## Bounding box annotation entries
+-------+
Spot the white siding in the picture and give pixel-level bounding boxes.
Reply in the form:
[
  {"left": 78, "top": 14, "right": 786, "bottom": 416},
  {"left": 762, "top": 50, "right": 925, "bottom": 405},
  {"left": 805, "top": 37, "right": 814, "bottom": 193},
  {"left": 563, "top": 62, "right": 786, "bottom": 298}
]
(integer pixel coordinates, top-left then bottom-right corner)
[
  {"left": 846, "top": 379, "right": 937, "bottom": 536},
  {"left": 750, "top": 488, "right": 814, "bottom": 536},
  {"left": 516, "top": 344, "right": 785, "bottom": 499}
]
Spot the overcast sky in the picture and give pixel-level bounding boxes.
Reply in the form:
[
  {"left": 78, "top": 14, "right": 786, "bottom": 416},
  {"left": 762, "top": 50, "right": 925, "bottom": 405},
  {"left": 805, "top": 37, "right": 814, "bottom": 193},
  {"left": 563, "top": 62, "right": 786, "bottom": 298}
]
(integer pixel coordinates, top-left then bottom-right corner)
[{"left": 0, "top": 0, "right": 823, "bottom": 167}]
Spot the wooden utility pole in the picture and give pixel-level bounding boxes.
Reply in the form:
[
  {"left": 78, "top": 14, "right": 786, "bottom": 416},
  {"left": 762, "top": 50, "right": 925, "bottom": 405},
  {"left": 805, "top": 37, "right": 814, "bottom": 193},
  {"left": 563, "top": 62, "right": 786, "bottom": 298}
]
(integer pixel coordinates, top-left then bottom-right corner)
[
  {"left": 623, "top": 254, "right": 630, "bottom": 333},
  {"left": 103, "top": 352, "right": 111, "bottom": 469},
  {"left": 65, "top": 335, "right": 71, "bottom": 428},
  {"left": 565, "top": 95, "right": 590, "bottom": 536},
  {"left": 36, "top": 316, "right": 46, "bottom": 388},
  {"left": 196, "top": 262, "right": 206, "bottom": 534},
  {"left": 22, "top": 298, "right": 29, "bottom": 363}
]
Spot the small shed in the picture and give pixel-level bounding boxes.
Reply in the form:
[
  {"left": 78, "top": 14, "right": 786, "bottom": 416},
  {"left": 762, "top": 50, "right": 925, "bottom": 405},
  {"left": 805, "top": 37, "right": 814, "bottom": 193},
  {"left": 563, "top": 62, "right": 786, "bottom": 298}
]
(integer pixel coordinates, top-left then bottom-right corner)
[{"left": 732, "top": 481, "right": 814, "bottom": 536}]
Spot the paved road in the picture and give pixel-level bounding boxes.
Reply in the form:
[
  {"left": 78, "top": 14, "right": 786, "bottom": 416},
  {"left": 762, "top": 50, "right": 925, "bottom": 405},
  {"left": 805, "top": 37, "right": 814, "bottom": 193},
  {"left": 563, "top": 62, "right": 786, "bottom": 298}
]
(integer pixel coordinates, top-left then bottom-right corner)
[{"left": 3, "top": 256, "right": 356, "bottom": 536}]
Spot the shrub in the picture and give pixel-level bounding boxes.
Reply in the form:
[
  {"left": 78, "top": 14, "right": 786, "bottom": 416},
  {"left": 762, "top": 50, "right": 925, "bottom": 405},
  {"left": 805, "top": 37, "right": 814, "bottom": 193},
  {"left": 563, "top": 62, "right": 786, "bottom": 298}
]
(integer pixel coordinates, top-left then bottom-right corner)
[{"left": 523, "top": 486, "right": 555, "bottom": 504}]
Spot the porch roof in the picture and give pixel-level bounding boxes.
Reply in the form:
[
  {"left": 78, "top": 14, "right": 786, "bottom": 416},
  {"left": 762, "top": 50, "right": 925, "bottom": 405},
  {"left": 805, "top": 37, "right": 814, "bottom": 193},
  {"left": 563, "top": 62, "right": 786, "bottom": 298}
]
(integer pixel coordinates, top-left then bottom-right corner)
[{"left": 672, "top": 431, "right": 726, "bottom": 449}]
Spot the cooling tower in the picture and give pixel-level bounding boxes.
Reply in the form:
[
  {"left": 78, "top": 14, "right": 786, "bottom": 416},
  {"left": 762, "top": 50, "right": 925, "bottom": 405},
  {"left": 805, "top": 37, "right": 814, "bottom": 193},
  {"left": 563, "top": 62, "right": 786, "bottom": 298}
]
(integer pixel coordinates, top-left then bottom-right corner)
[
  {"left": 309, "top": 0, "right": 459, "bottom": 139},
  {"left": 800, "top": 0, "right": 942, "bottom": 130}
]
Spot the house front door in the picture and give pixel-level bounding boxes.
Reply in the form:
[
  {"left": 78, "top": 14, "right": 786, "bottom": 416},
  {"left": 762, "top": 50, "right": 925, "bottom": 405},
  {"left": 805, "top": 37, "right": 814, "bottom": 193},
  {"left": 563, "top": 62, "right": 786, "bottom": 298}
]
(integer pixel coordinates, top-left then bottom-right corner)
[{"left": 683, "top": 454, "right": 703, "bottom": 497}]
+-------+
## Short task
Return every line of the rows above that contains the word "picture", matching its case exactly.

## Response to this task
Spot the white siding in the picture and give pixel-level bounding boxes.
Spot the overcast sky in the picture and give pixel-level bounding boxes.
Spot the wooden utility pole in the picture and give pixel-level bounding boxes.
Spot the small shed in the picture and give pixel-level bounding boxes.
Spot the paved road in the picture and give pixel-level bounding boxes.
Spot the shrub in the picture and give pixel-level bounding boxes.
Spot the porch roof in the picture and give pixel-level bounding boxes.
Spot the cooling tower in the picture and give pixel-level bounding boxes.
Spot the house front door in the picture and give pixel-level bounding boxes.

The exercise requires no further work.